**Exercise requirements**
Reproduce the rows below verbatim, omitting the pictures from your output.

—————

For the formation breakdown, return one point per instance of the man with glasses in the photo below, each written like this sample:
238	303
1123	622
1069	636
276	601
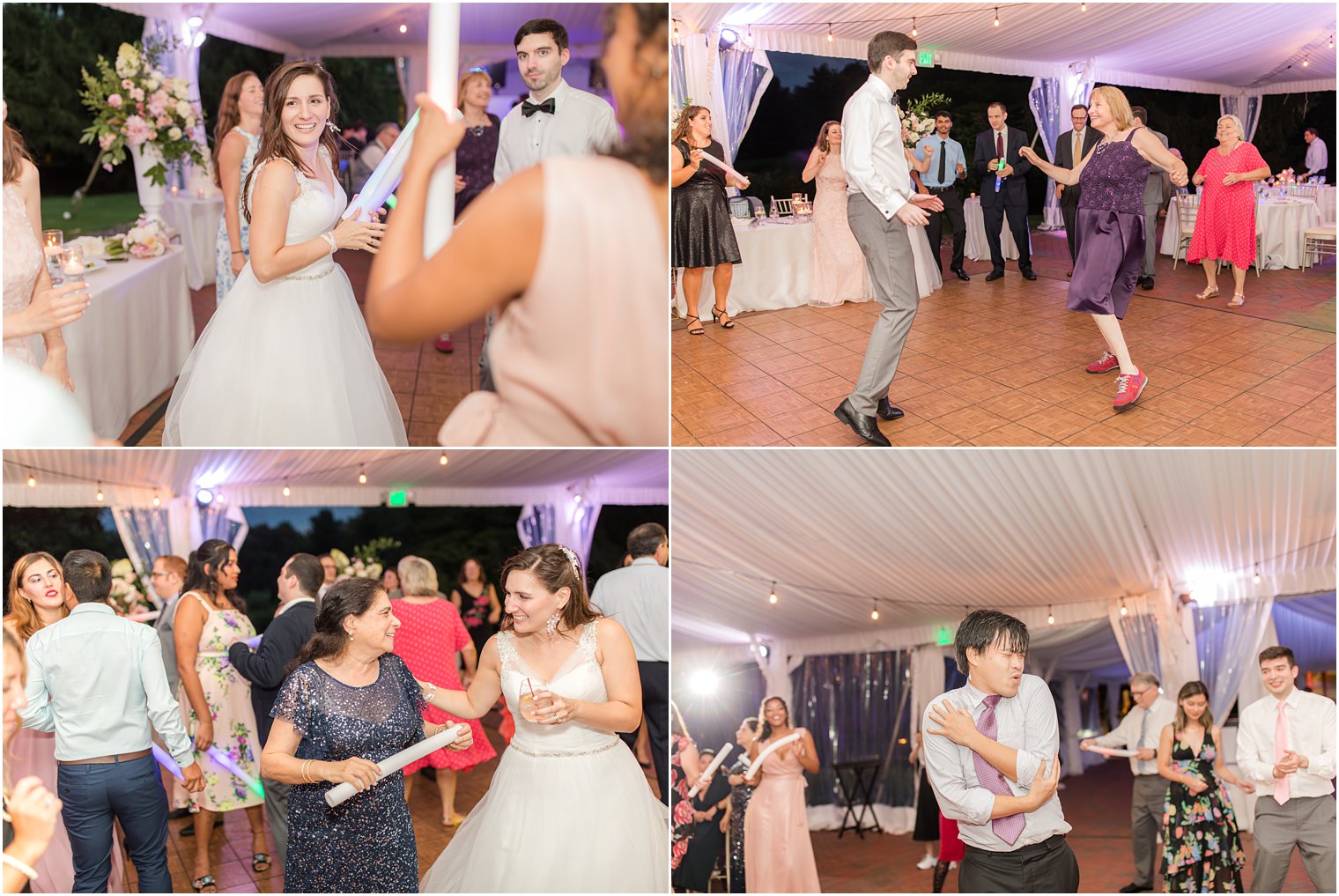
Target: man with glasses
1140	731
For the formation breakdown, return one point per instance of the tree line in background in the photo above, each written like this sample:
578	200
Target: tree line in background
788	121
47	43
443	536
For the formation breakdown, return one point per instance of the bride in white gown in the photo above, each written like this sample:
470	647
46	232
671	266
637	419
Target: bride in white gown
568	808
285	359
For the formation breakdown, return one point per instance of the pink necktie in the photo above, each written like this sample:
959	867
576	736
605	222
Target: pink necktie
1280	746
1010	826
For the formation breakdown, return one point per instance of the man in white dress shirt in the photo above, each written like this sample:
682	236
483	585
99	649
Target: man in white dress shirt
880	208
638	597
991	752
1140	730
556	120
1285	744
1318	157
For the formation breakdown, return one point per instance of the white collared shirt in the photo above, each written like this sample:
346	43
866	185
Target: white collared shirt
1025	722
581	125
1311	733
1127	734
872	151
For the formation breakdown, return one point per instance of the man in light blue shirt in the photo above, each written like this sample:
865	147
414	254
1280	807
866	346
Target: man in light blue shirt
947	164
97	679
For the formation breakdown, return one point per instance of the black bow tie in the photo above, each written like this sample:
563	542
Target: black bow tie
530	108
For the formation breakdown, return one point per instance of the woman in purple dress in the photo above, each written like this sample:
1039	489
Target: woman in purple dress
1109	244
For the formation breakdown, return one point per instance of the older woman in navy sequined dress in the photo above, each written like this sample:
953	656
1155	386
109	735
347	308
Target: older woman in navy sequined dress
348	703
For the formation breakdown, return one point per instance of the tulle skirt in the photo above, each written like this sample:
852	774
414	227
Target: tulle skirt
560	824
285	363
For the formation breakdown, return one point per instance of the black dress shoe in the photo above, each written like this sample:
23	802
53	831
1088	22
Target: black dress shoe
864	426
887	411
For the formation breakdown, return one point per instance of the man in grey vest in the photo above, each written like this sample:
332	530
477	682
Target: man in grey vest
1140	730
1155	196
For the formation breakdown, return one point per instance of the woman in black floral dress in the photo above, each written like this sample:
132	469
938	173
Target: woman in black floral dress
1202	847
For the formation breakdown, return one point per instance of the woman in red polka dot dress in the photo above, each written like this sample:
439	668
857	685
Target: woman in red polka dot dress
429	638
1225	224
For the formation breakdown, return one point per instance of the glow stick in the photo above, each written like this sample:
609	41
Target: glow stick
723	167
226	762
715	764
167	762
393	764
772	748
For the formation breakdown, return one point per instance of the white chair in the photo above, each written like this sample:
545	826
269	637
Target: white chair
1319	242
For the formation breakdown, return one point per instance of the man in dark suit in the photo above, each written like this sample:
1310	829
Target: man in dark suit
996	159
1155	195
265	669
1082	138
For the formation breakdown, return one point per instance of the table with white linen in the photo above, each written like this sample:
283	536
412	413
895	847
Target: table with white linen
778	257
197	221
976	248
133	340
1279	226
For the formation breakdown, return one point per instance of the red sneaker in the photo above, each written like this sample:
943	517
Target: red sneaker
1128	390
1104	365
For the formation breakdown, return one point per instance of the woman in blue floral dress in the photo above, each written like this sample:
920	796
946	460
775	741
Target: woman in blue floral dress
1202	847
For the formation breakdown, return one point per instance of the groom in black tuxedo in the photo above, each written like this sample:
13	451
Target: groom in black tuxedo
1003	142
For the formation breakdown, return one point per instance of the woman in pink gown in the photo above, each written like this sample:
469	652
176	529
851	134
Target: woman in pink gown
778	854
839	273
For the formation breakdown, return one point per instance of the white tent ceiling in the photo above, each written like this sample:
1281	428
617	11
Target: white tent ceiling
932	532
301	30
1200	47
256	478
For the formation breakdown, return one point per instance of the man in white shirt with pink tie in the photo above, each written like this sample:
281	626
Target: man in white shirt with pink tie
1285	744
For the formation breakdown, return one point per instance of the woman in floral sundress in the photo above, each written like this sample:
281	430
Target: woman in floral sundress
216	700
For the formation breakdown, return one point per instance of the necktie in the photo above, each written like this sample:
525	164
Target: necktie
1280	746
530	108
1010	826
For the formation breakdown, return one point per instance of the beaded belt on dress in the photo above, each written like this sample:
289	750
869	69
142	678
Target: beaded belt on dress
564	756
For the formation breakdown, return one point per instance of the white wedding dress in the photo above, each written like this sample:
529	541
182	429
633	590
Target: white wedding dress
287	362
568	809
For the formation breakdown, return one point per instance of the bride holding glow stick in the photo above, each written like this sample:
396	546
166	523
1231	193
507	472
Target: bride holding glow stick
566	796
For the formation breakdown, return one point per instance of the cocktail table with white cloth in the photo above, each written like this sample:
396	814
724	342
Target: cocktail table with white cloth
133	339
197	221
1279	223
978	249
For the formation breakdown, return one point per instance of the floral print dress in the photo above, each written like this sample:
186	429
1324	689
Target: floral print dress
1200	841
228	695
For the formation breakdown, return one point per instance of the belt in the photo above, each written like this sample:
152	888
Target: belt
107	759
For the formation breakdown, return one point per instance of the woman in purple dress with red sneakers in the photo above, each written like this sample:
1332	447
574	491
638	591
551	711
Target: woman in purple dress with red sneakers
1109	242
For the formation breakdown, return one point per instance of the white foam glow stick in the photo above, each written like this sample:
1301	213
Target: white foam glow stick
723	167
393	764
711	769
772	748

—————

**Answer to the problem**
For the formation breakdown, return one point per instance of the man with glasses in the photo below, each written like this sample:
238	303
1123	622
1069	636
276	601
Target: man with glasses
1140	731
For the formation breakdown, return one point per instance of the tree line in background in the photo above, each written like this sample:
578	200
Target: tree line in background
788	121
47	43
443	536
For the formation breakdown, return one point per instance of the bride in white gown in the photo above, each written like this sample:
470	647
46	232
671	266
637	419
Target: bride in white gown
568	808
285	359
For the formation breakdown, return one point per instance of the pink necktie in the photo above, each written like this sample:
959	867
576	736
605	222
Target: pink necktie
1280	746
1010	826
For the formation breakdown, return one point per instance of the man in white dress shirt in the photo above, each written like this sample:
682	236
483	585
99	649
Target: man in white dress shirt
880	208
638	597
991	752
1140	730
556	120
1285	744
1318	157
For the formation breakdown, return one point per instance of the white collared shirt in the photo above, each written like this sample:
346	43
866	185
Target: white collared shirt
1025	722
581	125
1311	733
1127	734
872	151
For the formation breakdown, return one point per instance of the man in light blue shirt in the photo above, each written like this sample:
865	147
414	254
1280	807
866	346
Target: man in light blue shirt
947	164
97	679
For the formation breakdown, return one point per instance of the black bow tie in the photo above, each written like this sample:
563	542
Target: black bow tie
530	108
For the formation breakdown, return one point per instance of the woman in purple dress in the photo above, each written like this sample:
1039	489
Target: woman in purple dress
1109	244
For the formation breakdown, return one point per instance of the older woman in navy sequined dress in the photo above, each written like this sample:
953	656
1155	386
109	735
347	308
Target: older woman in navy sequined dress
348	703
For the formation breakdown, return one point per instance of the tulle skirt in the photo above, each written like this sample:
852	774
414	227
Target: tulle skirt
560	824
285	363
For the formation breakdown, return one point per instance of the black dress shoe in the photo above, each written like this sample:
23	802
53	831
1088	22
Target: black dress shoe
864	426
887	411
For the formation breakdown, return one point per instance of the man in grey vest in the photo above, each written like this sample:
332	530
477	682
Target: man in grey vest
1140	730
1155	196
For the formation breakdown, return one point per instance of the woman in black floral dress in the photo above, each written like this sample:
132	469
938	173
Target: woman in black floral dress
1202	847
For the formation breakdown, return one point per instance of the woman in red polka dot dress in the photo above, each written like this sample:
439	668
857	685
Target: woman in red polka dot dress
429	638
1225	224
For the formation breakdown, return one point per instance of the glow stick in the photo above, each written like this sample:
609	41
Target: glow stick
723	167
226	762
715	764
167	762
393	764
772	748
For the formation breakdown, return one point per instance of the white chair in the photo above, each written like this sample:
545	826
269	637
Target: white chair
1319	242
For the formation breakdown, return one point per instance of the man in dark suit in the photo above, each written like this sample:
1310	829
Target: man in dark suit
996	159
1155	195
265	669
1082	138
For the formation breakdown, return one point per instance of the table with white linen in the photo above, each written like this sample:
283	536
412	413
895	847
Target: table with white linen
778	257
197	221
976	248
133	340
1279	226
For the formation breakdown, return one point per instance of the red sneaker in the photo above, each written like this sample:
943	517
Target: red sneaker
1128	390
1104	365
For the formation breakdown, return one point per instance of the woman in blue floral dress in the photo above, each written like this sample:
920	796
946	460
775	741
Target: woman in blue floral dress
1202	847
For the formation breakdown, return one point per instance of the groom in black tuxedo in the photo above, each written like this sample:
13	451
Target: groom in black tuxedo
1003	142
For the formation breakdown, return one point per instance of the woman in pink gown in the photo above, each written like this sample:
469	652
176	529
851	134
Target: woman in pink gown
778	854
839	273
For the formation breakdown, return one point per instance of the white tent ceiling in the photo above, each written like this sample:
1281	428
617	11
Target: white tent ceiling
932	532
301	30
1200	47
256	478
For the formation breakdown, return one point per instance of the man in white shirt with pink tie in the photo above, each written like this sample:
281	626
Target: man in white shirt with pink tie
1285	744
For the formation breakdown, return one point per instance of the woman in floral sundress in the photo above, each written like this sample:
281	430
Target: woman in floral sundress
216	700
For the formation breakdown, return one point per instance of the necktie in the photo above, each written like this sample:
525	164
Target: necktie
1280	746
530	108
1010	826
For the formation breakdown, return one point per instance of the beaded belt on dress in the photo above, each written like this sample:
289	750
869	69
142	678
Target: beaded belt on dress
564	756
For the formation breakdown, return one point per instance of the white wedding dress in the photo above, each written like this sample:
529	541
182	429
633	590
Target: white wedding dress
287	362
568	809
For the formation breakdown, return one point per instance of the bride holding glow stick in the photo above, each written like this sample:
396	546
166	523
1231	193
507	472
Target: bride holding glow stick
566	796
For the formation breakdown, return one point per instance of the cocktail table with white cloth in the photo above, each written like this sample:
396	814
724	342
Target: cocktail table with white cloth
133	339
197	221
1279	223
978	249
For the formation breakdown, return one point per instance of the floral print dress in the photo above, each written like this sample:
186	429
1324	689
Target: floral print dress
1200	841
228	695
For the formation breakdown, return one point per instance of the belt in the photo above, each written like this sample:
152	888
Target: belt
107	759
For the formation breakdown, return one point per instance of the woman in purple dress with red sneakers in the photo above, each written like this sample:
1332	447
574	491
638	591
551	711
Target: woman in purple dress with red sneakers
1109	242
For the formation breakdown, return one point per instance of the white foam glow stick in the photo above, each written like this sample:
1301	213
Target: white foam glow stick
723	167
393	764
711	769
772	748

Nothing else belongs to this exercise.